DOCUMENT SECTION:
^^^^^^^^
PREDICTED EFFECTS OF PROGESTERONE AGAINST ARRHYTHMIA

Since the model reproduces the effects of progesterone on APD in patch-clamp experiments and QTc variation during the menstrual cycle in women with a good accuracy, our next step was to utilize this model to predict the effects of progesterone on LQTS-associated arrhythmia susceptibility. To examine the effects on SNS-induced arrhythmias, we used the D76N KCNE1 mutation linked to congenital LQTS5. IKs exhibits accumulation in the pre-open state during the rapid heart rates, resulting in action potential adaptation [40]. SNS stimulation enhances ICa,L to increase Ca2+ influx [41]. SNS stimulation also enhances IKs [42, 43] that counter-balances ICa,L enhancement and maintains APD within a certain range [44]. In LQTS1 and LQTS5, IKs channel disturbance results in dysfunction of action potential adaptation to rapid heart rates and response to SNS stimulation. The D76N KCNE1 mutation reduces the current and renders the IKs channel insensitive to β-adrenergic stimulation [45], thus probands carrying D76N KCNE1 mutation readily develop TdP with SNS stimulation at rapid heart rates [46]. In the absence of progesterone, the mutant model cells are unable to adapt to the fast pacing frequency because IKs fails to increase in response to the SNS stimulation (Fig. ) [30]. Interestingly, both in the single-cell and coupled-cell model in the presence of progesterone at 2.5 nM, some improvement is observed; in the presence of 40.6 nM, a failed SNS stimulation response is compensated for by the action of progesterone alone to increase IKs (Fig. ) [30]. Thus, enhancement of IKs in the absence of SNS stimulation, and inhibition of cAMP-induced ICa,L by progesterone improve action potential adaptation, which is dependent on progesterone level. These simulations suggest a mechanism for SNS-related arrhythmic risk varies during the menstrual cycle in women.

Drug-induced TdP is believed to occur by blockade of the human ether-a-go-go related gene (hERG) channel by drugs with various structures [47], and at slow heart rates. In a simulation, severe EADs were induced by 50% block of IKr at a slow heart rate (30 bpm) (Fig. ). At 2.5 nM of progesterone, some improvement is observed (middle panel); at 40.6 nM of progesterone, the EADs are abolished and the action potential morphology is normalized (Fig. ). Thus, progesterone is predicted to have protective effects against drug-induced arrhythmias, which also fluctuate during the menstrual cycle. Progesterone does not have apparent effects on IKr (data not shown), and thus predicted protection against drug-induced EAD may be attributed to an increase in repolarization reserve by IKs enhancement [48].

CONCLUSION

Our patch-clamp experiment demonstrates that the non-genomic effect of the sex hormone progesterone constitutes a novel regulatory mechanism of cardiac repolarization. Serum progesterone level fluctuates during the menstrual cycle: within this level, progesterone modulates IKs and ICa,L and, therefore, is partly responsible for the cyclic changes in QTc interval and TdP risk during the menstrual cycle. A computational approach allows for simulation of multi-factorial and periodical phenomenon. Incorporation of progesterone effects observed in our biological study into the computational model reproduces cyclic changes in QTc interval, and predicts dose-dependent protective effects of progesterone against SNS-stimulation-induced and drug-induced arrhythmias. This approach provides a first step to risk stratify TdP arrhythmias in women. To improve this approach, further efforts are certainly needed, which include the elucidation of; (1) the effects of sex hormones other than progesterone, including various estrogen metabolites; (2) genomic effects of progesterone and estrogens; and (3) simulation at the organ and in vivo level.
^^^^^^^^
EXERCISE PROMPT: In the progesterone excerpt, what IKr block and heart rate induced severe EADs in the simulation? The records have no connection to the progesterone excerpt.
^^^^^^^^
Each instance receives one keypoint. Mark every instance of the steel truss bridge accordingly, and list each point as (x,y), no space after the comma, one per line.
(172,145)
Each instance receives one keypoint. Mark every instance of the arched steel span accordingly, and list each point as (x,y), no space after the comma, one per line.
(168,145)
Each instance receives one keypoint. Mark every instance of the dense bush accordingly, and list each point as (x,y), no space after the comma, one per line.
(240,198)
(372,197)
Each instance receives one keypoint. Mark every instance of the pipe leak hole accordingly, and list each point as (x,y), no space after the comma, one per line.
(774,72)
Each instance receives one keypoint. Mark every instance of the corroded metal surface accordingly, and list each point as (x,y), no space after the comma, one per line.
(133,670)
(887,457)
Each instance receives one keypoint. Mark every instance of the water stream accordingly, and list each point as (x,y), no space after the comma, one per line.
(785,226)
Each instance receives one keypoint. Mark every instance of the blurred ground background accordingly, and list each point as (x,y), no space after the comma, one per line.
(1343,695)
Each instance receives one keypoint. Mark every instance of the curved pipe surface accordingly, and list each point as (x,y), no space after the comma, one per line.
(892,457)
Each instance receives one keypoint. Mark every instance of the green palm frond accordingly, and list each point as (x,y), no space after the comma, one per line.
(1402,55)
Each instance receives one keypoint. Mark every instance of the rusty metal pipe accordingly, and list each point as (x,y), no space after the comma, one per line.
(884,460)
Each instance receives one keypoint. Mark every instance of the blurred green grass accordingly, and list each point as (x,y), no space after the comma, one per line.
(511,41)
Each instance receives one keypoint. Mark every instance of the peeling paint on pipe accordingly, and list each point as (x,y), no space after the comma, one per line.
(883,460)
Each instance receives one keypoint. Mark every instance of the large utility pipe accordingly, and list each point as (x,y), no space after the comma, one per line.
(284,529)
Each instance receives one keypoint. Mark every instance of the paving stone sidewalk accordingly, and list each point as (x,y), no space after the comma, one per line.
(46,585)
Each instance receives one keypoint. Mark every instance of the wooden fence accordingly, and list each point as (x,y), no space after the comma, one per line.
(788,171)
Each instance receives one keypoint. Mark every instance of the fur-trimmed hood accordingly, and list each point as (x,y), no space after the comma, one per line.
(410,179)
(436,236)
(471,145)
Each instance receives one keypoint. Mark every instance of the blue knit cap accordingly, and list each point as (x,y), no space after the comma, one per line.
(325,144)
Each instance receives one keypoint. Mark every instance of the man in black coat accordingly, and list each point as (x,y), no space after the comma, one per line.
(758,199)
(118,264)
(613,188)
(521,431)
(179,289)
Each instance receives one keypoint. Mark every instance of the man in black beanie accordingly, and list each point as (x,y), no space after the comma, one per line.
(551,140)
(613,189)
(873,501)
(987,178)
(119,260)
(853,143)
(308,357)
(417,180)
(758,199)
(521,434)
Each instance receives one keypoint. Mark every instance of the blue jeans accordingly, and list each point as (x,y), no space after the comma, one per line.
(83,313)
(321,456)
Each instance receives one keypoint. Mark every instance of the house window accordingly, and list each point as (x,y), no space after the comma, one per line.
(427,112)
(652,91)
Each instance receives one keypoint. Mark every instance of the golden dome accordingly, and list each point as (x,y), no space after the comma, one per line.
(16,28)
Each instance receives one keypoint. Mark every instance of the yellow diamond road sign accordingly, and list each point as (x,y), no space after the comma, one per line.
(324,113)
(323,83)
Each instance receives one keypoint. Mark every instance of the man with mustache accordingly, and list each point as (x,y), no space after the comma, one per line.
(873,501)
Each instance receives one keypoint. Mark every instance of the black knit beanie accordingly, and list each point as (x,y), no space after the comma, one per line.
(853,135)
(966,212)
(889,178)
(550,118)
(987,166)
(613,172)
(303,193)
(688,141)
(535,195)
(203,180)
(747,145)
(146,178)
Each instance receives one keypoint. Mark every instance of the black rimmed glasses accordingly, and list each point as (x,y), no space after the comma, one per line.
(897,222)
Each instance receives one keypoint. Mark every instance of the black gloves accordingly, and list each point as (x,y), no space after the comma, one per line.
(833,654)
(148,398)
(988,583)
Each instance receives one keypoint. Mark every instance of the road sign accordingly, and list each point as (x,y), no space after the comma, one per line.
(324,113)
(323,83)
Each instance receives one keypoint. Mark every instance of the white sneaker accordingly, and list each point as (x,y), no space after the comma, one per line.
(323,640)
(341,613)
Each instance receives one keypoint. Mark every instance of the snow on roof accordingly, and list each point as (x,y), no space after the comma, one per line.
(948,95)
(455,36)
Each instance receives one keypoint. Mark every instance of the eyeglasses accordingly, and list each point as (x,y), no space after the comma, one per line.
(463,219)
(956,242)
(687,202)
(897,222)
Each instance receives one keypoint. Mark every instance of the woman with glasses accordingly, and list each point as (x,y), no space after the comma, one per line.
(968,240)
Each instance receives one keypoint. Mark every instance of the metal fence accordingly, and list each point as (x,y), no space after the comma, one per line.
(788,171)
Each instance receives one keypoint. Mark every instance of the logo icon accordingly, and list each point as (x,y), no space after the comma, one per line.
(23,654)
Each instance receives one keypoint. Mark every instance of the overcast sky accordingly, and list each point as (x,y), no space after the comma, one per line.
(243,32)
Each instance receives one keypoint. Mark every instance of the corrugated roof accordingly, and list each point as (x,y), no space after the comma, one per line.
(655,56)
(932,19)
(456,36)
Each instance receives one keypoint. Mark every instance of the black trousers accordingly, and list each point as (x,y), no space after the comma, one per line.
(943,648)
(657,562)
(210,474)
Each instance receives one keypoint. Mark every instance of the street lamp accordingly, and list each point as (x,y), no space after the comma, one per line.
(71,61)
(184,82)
^^^^^^^^
ANSWER SECTION: A 50% block of IKr at a slow heart rate of 30 bpm.